What you will do =>
Pull out every line of text from the records below and write it again word for word. Leave the pictures out of your answer.

------------

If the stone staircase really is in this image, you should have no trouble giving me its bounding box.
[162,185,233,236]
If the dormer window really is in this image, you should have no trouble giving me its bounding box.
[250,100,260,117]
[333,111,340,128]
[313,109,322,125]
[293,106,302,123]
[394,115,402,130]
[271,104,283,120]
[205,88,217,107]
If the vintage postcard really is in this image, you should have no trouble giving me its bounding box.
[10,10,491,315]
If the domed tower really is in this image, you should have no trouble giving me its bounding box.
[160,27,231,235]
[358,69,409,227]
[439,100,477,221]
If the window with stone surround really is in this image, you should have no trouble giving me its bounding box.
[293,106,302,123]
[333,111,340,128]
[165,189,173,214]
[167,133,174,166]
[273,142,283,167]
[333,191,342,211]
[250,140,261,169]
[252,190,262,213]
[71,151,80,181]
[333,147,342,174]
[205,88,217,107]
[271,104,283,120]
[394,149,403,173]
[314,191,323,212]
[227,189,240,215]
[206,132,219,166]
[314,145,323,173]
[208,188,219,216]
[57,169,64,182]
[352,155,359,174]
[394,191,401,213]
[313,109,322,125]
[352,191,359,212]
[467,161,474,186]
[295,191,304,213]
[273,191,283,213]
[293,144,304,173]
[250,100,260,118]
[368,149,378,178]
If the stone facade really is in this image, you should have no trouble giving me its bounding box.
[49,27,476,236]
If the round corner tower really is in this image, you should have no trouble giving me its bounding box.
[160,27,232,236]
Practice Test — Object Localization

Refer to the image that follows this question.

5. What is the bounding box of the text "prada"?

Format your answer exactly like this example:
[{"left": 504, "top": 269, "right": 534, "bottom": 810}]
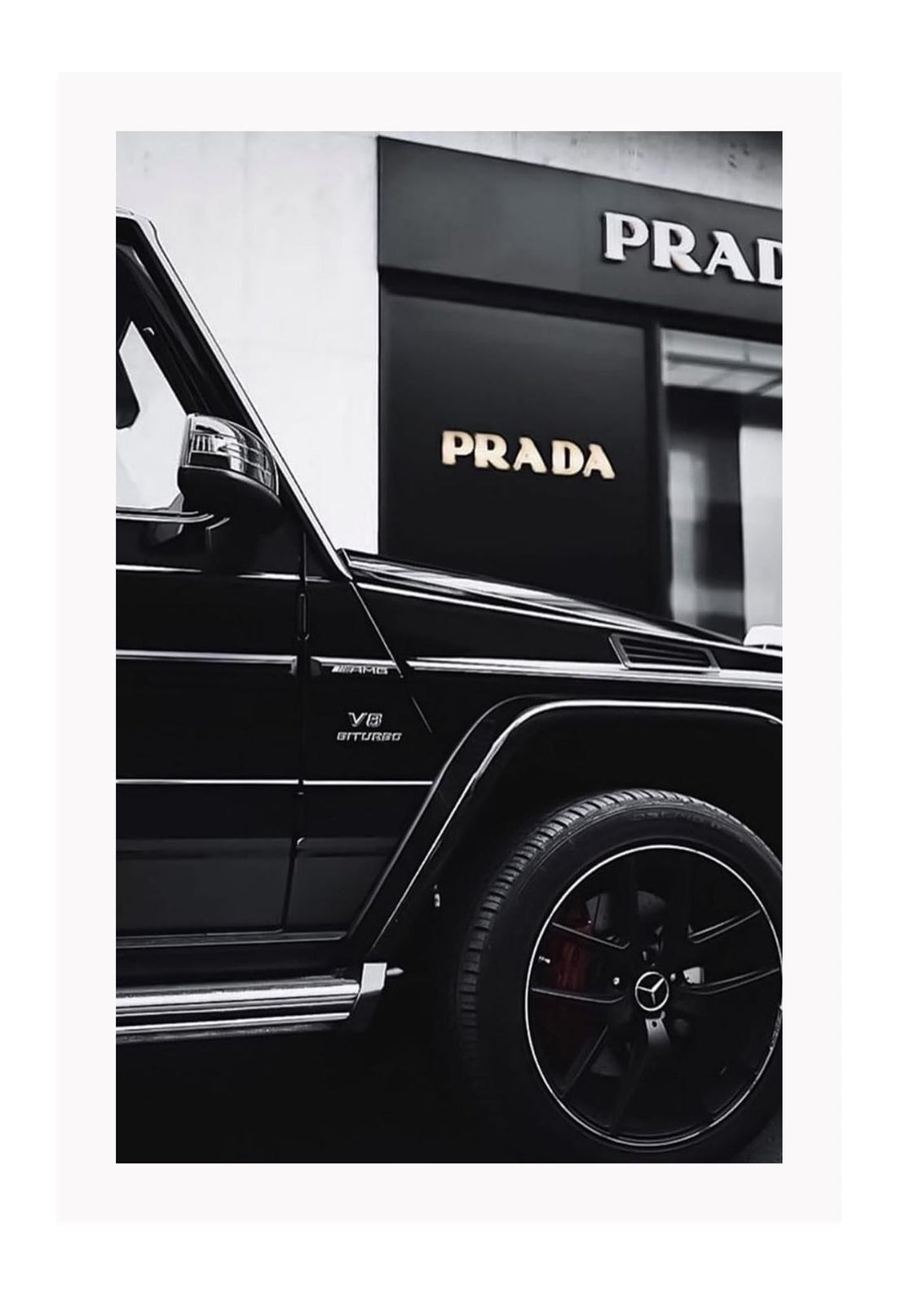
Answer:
[
  {"left": 442, "top": 429, "right": 616, "bottom": 481},
  {"left": 603, "top": 210, "right": 781, "bottom": 288}
]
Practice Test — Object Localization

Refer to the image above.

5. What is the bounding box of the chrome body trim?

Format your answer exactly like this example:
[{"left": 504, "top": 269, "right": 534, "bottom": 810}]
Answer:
[
  {"left": 116, "top": 964, "right": 387, "bottom": 1042},
  {"left": 303, "top": 779, "right": 433, "bottom": 786},
  {"left": 129, "top": 216, "right": 352, "bottom": 580},
  {"left": 116, "top": 507, "right": 218, "bottom": 525},
  {"left": 116, "top": 649, "right": 296, "bottom": 668},
  {"left": 116, "top": 777, "right": 433, "bottom": 786},
  {"left": 365, "top": 699, "right": 781, "bottom": 949},
  {"left": 408, "top": 658, "right": 781, "bottom": 689},
  {"left": 116, "top": 777, "right": 298, "bottom": 786}
]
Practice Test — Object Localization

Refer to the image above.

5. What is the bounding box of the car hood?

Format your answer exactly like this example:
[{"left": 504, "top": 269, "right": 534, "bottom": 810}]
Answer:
[{"left": 343, "top": 552, "right": 780, "bottom": 668}]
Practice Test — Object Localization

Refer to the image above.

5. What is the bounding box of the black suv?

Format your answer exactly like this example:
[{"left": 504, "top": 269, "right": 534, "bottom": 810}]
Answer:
[{"left": 116, "top": 213, "right": 781, "bottom": 1161}]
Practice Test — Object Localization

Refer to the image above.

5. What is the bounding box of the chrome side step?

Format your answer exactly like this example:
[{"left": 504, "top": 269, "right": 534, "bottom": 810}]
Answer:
[{"left": 116, "top": 964, "right": 387, "bottom": 1042}]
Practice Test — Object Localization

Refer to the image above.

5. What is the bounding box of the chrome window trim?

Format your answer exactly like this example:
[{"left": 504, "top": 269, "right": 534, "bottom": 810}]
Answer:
[
  {"left": 127, "top": 215, "right": 352, "bottom": 580},
  {"left": 365, "top": 699, "right": 781, "bottom": 947},
  {"left": 116, "top": 777, "right": 433, "bottom": 787},
  {"left": 408, "top": 657, "right": 781, "bottom": 689},
  {"left": 303, "top": 778, "right": 433, "bottom": 786},
  {"left": 116, "top": 649, "right": 296, "bottom": 667},
  {"left": 116, "top": 562, "right": 303, "bottom": 580},
  {"left": 116, "top": 777, "right": 298, "bottom": 786}
]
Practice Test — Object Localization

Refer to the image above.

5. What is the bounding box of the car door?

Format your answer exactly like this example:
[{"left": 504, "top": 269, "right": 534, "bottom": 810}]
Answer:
[{"left": 116, "top": 237, "right": 303, "bottom": 937}]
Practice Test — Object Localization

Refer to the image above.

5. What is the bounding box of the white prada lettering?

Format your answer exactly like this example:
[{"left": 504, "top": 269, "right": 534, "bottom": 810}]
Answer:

------------

Task output =>
If the stone staircase really is in this image, you should have no trouble giving me its bounding box.
[162,185,233,236]
If the dormer window really is in this image, you should have no trouble giving me its bounding box.
[250,100,260,117]
[333,111,340,128]
[313,109,322,125]
[293,106,302,123]
[394,115,402,130]
[271,104,283,120]
[205,88,217,107]
If the vintage postcard really is in this image, you should have no trouble giving me its bounding box.
[10,10,491,315]
If the domed tower really is in this image, you should have no trouble giving me its bounding box.
[160,27,231,235]
[358,69,409,227]
[439,100,477,221]
If the window with stone surround really is in this image, you should have no trouble giving me its bounding box.
[293,106,302,123]
[333,111,340,128]
[165,189,173,214]
[167,133,174,166]
[273,142,283,167]
[333,191,342,211]
[250,140,261,169]
[252,190,262,213]
[71,151,80,181]
[333,147,342,174]
[205,88,217,107]
[271,104,283,120]
[394,149,403,173]
[314,191,323,212]
[227,189,240,215]
[206,132,219,166]
[314,145,323,173]
[208,188,219,216]
[57,169,64,182]
[352,155,359,174]
[394,191,401,213]
[313,109,322,125]
[352,191,359,212]
[467,161,474,186]
[295,191,304,213]
[273,191,283,213]
[293,144,304,173]
[250,100,260,118]
[368,149,378,178]
If the stone facade really is in this image, you should have no trouble giving me its bounding box.
[49,27,476,236]
If the round corner tower really is in this image, you should have no trouble giving me its bounding box.
[160,27,232,236]
Practice Test — Object Localization

Refer to the image that follows this question.

5. What is the bounding box of the text "prada"?

Format your answer exactly like this example:
[{"left": 504, "top": 269, "right": 534, "bottom": 810}]
Answer:
[
  {"left": 442, "top": 429, "right": 616, "bottom": 481},
  {"left": 603, "top": 210, "right": 781, "bottom": 288}
]
Practice Test — Object Localization

Refer to the image above.

5. What is the bounding box of the chrome body trim?

Format your answer exactly like this example:
[{"left": 504, "top": 269, "right": 534, "bottom": 810}]
Answer:
[
  {"left": 116, "top": 964, "right": 387, "bottom": 1042},
  {"left": 303, "top": 779, "right": 433, "bottom": 786},
  {"left": 129, "top": 216, "right": 352, "bottom": 580},
  {"left": 116, "top": 507, "right": 218, "bottom": 525},
  {"left": 116, "top": 649, "right": 296, "bottom": 668},
  {"left": 116, "top": 777, "right": 433, "bottom": 786},
  {"left": 365, "top": 699, "right": 781, "bottom": 949},
  {"left": 408, "top": 658, "right": 781, "bottom": 689},
  {"left": 116, "top": 777, "right": 298, "bottom": 786}
]
Practice Test — Object Localization

Refer to the image above.

5. What is the bounding box of the car hood?

Format your answer exactly like this example:
[{"left": 504, "top": 269, "right": 534, "bottom": 810}]
Answer:
[{"left": 343, "top": 552, "right": 780, "bottom": 668}]
Practice Test — Object Localization

Refer to the image above.

5. What is the bounding box of the black suv?

Format your answer exactly like this example:
[{"left": 504, "top": 269, "right": 534, "bottom": 810}]
Answer:
[{"left": 116, "top": 213, "right": 781, "bottom": 1161}]
Practice Test — Object Localization

Refer to the image above.

5. What is the bounding box of the chrome side step?

Format your answer exactly like this example:
[{"left": 504, "top": 269, "right": 534, "bottom": 810}]
Answer:
[{"left": 116, "top": 964, "right": 387, "bottom": 1042}]
Practice Test — Object Localization

Refer to the image above.

5. What is the bounding box of the chrome window trim?

Format your answer exactly like this example:
[{"left": 504, "top": 269, "right": 534, "bottom": 810}]
Answer:
[
  {"left": 127, "top": 215, "right": 352, "bottom": 580},
  {"left": 365, "top": 699, "right": 781, "bottom": 947},
  {"left": 116, "top": 777, "right": 433, "bottom": 787},
  {"left": 408, "top": 657, "right": 781, "bottom": 689},
  {"left": 303, "top": 778, "right": 433, "bottom": 786},
  {"left": 116, "top": 649, "right": 296, "bottom": 667},
  {"left": 116, "top": 562, "right": 303, "bottom": 580},
  {"left": 116, "top": 777, "right": 298, "bottom": 786}
]
Practice Test — Object Localization

Refer to the image above.

5. What is the bounding box of the car door?

Format your answer exactly like this example:
[{"left": 504, "top": 269, "right": 534, "bottom": 810}]
Answer:
[{"left": 116, "top": 237, "right": 303, "bottom": 937}]
Practice Test — Object Localization

Refer to the image above.

5. What is the bounding box of the white prada lettering?

Format your answer exactly like this example:
[{"left": 504, "top": 269, "right": 534, "bottom": 810}]
Answer:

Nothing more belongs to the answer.